### Extrait du document
Ces Ibères peuplent la péninsule ibérique : l’actuel sud-ouest de la France actuelle et une partie des îles de la Méditerranée occidentale. Toutefois, une incertitude demeure. En Sicile, par exemple, étaient-ce des Ibères ou des Ligures ? Ils deviendront ou se transformeront aussi, par cette alchimie propre à la formation des peuples, en Celtibères dans la partie Ouest et Centre de la péninsule ibérique.
À l’ouest du même fleuve, et pense-t-on, de la Loire à la côte méditerranéenne, jusqu’en Italie du nord, le substrat ethnique est formé de Ligures. Le processus est identique. Les Ligures deviennent des Celto-Ligures le long de la côte méditerranéenne. L’élément celte étant plus prédominant (par le nombre) à l’intérieur. Même les Corses de l’époque sont aussi des Celto-Ligures, avec plus de souche ligure certes mais aussi celte.

### Données fournies
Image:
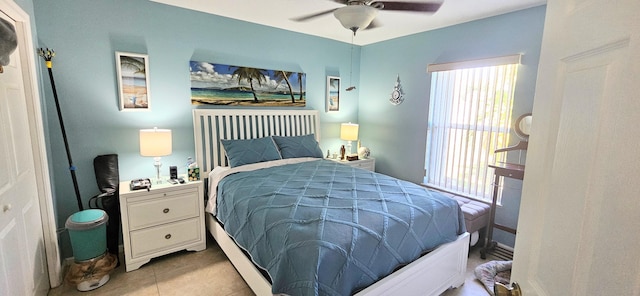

### Vos consignes
Recopiez tel quel, s'il vous plaît, le passage de l'extrait sur les Ibères et les Ligures qui va de « Ces Ibères peuplent » jusqu'à « la péninsule ibérique. » inclus.

### Exercice corrigé
Ces Ibères peuplent la péninsule ibérique : l’actuel sud-ouest de la France actuelle et une partie des îles de la Méditerranée occidentale. Toutefois, une incertitude demeure. En Sicile, par exemple, étaient-ce des Ibères ou des Ligures ? Ils deviendront ou se transformeront aussi, par cette alchimie propre à la formation des peuples, en Celtibères dans la partie Ouest et Centre de la péninsule ibérique.